• **SHORT TASK**
Extend the frontend.features documentation on speaker-verification audio features below, starting right after its final line.

+++ DOCUMENT PASSAGE

Features¶

frontend provides methods to process an audio signal in order to extract useful parameters for speaker verification.

frontend.features.audspec(power_spectrum, fs=16000, nfilts=None, fbtype='bark', minfreq=0, maxfreq=8000, sumpower=True, bwidth=1.0)[source]¶

Parameters

power_spectrum –
fs –
nfilts –
fbtype –
minfreq –
maxfreq –
sumpower –
bwidth –

Returns

frontend.features.bark2hz(z)[source]¶

Converts frequencies Bark to Hertz (Hz)

Parameters: z –
Returns

frontend.features.compute_delta(features, win=3, method='filter', filt=array([0.25, 0.5, 0.25, 0.0, - 0.25, - 0.5, - 0.25]))[source]¶

features is a 2D-ndarray each row of features is a a frame

Parameters

features – the feature frames to compute the delta coefficients
win – parameter that set the length of the computation window. The size of the window is (win x 2) + 1
method – method used to compute the delta coefficients can be diff or filter
filt – definition of the filter to use in “filter” mode, default one is similar to SPRO4: filt=numpy.array([.2, .1, 0, -.1, -.2])

Returns

the delta coefficients computed on the original features.

frontend.features.dct_basis(nbasis, length)[source]¶

Parameters

nbasis – number of CT coefficients to keep
length – length of the matrix to process

Returns

a basis of DCT coefficients

frontend.features.dolpc(x, model_order=8)[source]¶

compute autoregressive model from spectral magnitude samples

Parameters

x –
model_order –

Returns

frontend.features.fft2barkmx(n_fft, fs, nfilts=0, width=1.0, minfreq=0.0, maxfreq=8000)[source]¶

Generate a matrix of weights to combine FFT bins into Bark bins. n_fft defines the source FFT size at sampling rate fs. Optional nfilts specifies the number of output bands required (else one per bark), and width is the constant width of each band in Bark (default 1). While wts has n_fft columns, the second half are all zero. Hence, Bark spectrum is fft2barkmx(n_fft,fs) * abs(fft(xincols, n_fft)); 2004-09-05 dpwe@ee.columbia.edu based on rastamat/audspec.m

Parameters

n_fft – the source FFT size at sampling rate fs
fs – sampling rate
nfilts – number of output bands required
width – constant width of each band in Bark (default 1)

++++++
+++ RECORDS PROVIDED

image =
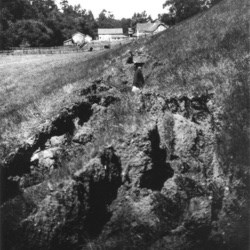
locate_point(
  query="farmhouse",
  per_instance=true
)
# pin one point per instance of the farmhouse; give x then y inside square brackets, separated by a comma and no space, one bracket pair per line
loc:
[68,42]
[78,38]
[144,29]
[111,34]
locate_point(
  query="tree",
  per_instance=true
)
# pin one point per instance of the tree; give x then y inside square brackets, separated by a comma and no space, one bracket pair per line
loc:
[140,18]
[30,32]
[107,20]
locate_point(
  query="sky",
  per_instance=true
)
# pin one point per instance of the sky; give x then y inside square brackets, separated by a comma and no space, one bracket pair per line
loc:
[122,8]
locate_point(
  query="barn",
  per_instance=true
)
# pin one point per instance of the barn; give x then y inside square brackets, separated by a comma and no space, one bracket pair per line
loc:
[111,34]
[149,28]
[78,38]
[68,42]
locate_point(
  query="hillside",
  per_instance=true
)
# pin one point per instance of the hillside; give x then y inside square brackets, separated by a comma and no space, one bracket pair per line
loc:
[164,169]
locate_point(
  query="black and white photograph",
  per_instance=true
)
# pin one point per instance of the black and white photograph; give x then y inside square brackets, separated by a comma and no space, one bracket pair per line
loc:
[124,125]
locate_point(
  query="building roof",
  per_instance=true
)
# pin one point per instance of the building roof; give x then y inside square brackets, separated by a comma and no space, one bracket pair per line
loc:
[118,31]
[78,33]
[149,27]
[69,40]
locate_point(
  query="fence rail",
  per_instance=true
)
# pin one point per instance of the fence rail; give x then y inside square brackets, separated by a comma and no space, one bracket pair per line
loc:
[96,45]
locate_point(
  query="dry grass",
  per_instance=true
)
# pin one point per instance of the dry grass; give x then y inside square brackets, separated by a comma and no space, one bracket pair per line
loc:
[24,79]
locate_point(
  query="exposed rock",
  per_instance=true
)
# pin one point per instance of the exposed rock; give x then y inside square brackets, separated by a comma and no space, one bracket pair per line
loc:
[58,140]
[83,135]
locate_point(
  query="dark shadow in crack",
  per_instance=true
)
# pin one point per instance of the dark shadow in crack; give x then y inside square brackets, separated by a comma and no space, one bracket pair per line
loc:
[161,171]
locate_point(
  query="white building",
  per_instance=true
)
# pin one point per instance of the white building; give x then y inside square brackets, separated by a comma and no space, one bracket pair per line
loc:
[144,29]
[79,39]
[111,34]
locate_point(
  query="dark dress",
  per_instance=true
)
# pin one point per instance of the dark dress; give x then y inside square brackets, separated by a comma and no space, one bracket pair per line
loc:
[138,78]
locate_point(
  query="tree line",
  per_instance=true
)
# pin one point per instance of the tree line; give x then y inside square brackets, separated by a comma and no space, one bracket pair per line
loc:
[38,23]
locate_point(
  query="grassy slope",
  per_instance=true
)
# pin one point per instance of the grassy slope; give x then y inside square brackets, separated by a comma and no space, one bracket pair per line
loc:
[27,78]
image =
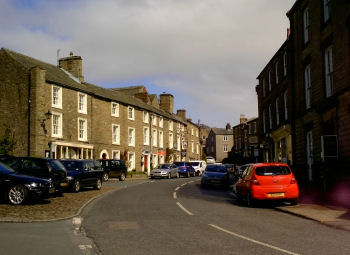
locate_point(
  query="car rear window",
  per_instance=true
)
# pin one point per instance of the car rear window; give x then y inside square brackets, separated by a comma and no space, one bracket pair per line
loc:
[272,170]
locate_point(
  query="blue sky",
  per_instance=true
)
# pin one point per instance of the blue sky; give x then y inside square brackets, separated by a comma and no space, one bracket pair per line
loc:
[207,53]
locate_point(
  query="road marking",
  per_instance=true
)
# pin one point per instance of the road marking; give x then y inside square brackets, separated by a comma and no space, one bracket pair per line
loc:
[184,209]
[253,241]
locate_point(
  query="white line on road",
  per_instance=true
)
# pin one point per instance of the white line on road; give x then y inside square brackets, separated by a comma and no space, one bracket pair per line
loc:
[184,209]
[252,240]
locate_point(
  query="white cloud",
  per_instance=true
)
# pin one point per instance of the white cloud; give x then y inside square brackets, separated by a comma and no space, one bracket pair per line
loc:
[208,53]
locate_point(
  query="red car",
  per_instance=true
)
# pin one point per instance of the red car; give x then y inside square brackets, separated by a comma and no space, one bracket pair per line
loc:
[267,181]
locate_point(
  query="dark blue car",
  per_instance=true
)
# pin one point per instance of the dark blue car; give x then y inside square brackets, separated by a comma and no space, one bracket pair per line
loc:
[17,188]
[215,175]
[185,169]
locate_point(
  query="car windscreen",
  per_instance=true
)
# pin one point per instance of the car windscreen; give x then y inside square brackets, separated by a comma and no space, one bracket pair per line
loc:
[272,170]
[5,170]
[216,168]
[73,165]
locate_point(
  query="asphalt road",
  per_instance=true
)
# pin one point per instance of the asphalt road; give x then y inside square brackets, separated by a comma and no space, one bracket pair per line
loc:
[179,217]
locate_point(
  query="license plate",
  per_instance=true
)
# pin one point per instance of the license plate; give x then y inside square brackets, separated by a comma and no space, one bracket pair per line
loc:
[276,194]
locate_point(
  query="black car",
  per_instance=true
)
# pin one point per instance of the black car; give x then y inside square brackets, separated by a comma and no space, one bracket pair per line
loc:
[38,167]
[114,168]
[83,173]
[18,189]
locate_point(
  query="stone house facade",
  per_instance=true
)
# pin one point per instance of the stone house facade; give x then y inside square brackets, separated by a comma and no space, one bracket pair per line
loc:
[219,143]
[54,113]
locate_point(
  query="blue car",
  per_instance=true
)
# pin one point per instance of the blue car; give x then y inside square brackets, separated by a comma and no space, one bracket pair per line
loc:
[215,175]
[185,169]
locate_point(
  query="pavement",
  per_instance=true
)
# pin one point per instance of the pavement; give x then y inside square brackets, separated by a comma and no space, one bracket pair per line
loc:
[314,207]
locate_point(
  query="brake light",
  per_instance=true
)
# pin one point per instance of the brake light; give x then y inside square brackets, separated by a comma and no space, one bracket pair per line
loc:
[293,181]
[254,181]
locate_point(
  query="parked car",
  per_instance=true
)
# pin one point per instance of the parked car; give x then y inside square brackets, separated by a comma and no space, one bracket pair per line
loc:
[165,171]
[39,167]
[83,173]
[18,189]
[210,160]
[215,175]
[185,168]
[199,166]
[113,168]
[267,181]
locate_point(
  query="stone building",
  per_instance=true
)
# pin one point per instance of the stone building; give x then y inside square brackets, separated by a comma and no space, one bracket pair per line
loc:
[219,143]
[314,117]
[54,113]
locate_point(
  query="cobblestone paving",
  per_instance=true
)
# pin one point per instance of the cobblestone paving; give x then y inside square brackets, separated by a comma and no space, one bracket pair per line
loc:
[53,208]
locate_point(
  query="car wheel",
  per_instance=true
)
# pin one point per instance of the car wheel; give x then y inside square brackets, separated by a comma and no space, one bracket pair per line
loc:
[17,195]
[76,186]
[122,177]
[105,177]
[98,184]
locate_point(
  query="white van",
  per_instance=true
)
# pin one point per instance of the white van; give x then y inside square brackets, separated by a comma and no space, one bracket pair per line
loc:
[199,166]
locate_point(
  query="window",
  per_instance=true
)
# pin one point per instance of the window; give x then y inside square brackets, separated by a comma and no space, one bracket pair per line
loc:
[145,117]
[146,136]
[82,129]
[154,120]
[154,137]
[115,109]
[276,72]
[116,154]
[277,112]
[171,141]
[56,125]
[115,134]
[328,62]
[326,11]
[270,116]
[56,97]
[285,100]
[306,25]
[131,161]
[161,139]
[82,103]
[307,81]
[131,132]
[285,64]
[131,113]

++++++

• **RESULT OF THIS TASK**
minfreq –
maxfreq –

Returns

a matrix of weights to combine FFT bins into Bark bins

frontend.features.fft2melmx(n_fft, fs=8000, nfilts=0, width=1.0, minfreq=0, maxfreq=4000, htkmel=False, constamp=False)[source]¶

Generate a matrix of weights to combine FFT bins into Mel bins. n_fft defines the source FFT size at sampling rate fs. Optional nfilts specifies the number of output bands required (else one per “mel/width”), and width is the constant width of each band relative to standard Mel (default 1). While wts has n_fft columns, the second half are all zero. Hence, Mel spectrum is fft2melmx(n_fft,fs)*abs(fft(xincols,n_fft)); minfreq is the frequency (in Hz) of the lowest band edge; default is 0, but 133.33 is a common standard (to skip LF). maxfreq is frequency in Hz of upper edge; default fs/2. You can exactly duplicate the mel matrix in Slaney’s mfcc.m as fft2melmx(512, 8000, 40, 1, 133.33, 6855.5, 0); htkmel=1 means use HTK’s version of the mel curve, not Slaney’s. constamp=1 means make integration windows peak at 1, not sum to 1. frqs returns bin center frqs.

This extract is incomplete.